> **WHAT TO WORK ON**:
Count the lines below that contain the string "glass", treating uppercase and lowercase as different. Reply with the number alone.

> **EXERCISE MATERIAL**:
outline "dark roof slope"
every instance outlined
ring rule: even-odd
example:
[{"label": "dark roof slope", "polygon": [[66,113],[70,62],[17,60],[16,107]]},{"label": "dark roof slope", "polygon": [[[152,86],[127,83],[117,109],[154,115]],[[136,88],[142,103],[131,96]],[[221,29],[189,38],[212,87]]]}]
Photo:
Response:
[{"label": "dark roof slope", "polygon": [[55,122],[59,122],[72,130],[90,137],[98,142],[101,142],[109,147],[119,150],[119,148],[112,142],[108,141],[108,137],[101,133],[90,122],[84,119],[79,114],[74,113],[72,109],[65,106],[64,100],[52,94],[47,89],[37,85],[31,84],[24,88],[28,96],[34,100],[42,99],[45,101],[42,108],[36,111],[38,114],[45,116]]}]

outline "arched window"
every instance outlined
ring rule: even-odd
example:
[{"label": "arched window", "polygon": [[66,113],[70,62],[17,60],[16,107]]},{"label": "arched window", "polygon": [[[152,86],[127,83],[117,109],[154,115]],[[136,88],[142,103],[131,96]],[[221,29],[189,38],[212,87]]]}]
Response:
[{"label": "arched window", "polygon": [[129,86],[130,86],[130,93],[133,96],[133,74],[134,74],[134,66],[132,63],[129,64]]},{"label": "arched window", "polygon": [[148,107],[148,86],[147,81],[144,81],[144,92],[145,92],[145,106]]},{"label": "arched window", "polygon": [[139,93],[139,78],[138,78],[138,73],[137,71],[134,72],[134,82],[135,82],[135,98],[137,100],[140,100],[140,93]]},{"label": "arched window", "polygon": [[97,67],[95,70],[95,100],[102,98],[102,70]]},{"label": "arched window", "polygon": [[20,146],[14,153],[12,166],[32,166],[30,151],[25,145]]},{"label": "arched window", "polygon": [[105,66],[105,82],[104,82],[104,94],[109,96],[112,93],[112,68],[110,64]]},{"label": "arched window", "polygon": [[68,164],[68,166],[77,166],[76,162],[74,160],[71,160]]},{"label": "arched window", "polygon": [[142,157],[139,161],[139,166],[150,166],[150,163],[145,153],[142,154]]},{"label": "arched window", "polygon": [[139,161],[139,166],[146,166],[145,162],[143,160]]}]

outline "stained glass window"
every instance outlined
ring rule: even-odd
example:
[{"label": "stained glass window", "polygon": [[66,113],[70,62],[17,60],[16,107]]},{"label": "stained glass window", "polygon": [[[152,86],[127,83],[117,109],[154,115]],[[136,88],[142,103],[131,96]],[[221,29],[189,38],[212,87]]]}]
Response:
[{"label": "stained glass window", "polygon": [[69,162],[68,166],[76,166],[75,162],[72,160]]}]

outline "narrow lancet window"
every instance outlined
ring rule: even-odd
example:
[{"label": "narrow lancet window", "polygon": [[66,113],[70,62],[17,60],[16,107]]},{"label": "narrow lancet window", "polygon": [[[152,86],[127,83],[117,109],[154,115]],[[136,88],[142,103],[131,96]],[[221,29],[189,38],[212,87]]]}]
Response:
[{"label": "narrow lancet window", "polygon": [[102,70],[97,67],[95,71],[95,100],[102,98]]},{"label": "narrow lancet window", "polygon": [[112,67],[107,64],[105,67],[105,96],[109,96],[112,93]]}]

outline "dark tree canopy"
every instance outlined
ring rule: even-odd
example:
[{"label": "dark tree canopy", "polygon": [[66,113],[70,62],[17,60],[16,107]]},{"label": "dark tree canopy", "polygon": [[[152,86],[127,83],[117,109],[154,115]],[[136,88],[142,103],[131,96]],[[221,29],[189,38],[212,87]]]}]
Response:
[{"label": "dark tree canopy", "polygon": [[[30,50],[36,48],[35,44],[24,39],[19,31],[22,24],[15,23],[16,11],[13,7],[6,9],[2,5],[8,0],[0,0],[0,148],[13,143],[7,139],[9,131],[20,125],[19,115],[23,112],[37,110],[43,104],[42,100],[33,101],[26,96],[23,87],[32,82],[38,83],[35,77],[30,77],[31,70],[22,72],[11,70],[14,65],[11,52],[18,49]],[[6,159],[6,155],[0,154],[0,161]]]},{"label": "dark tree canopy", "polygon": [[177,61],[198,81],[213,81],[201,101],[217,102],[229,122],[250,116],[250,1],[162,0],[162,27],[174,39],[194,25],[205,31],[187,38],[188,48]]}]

> **RESULT OF THIS TASK**:
3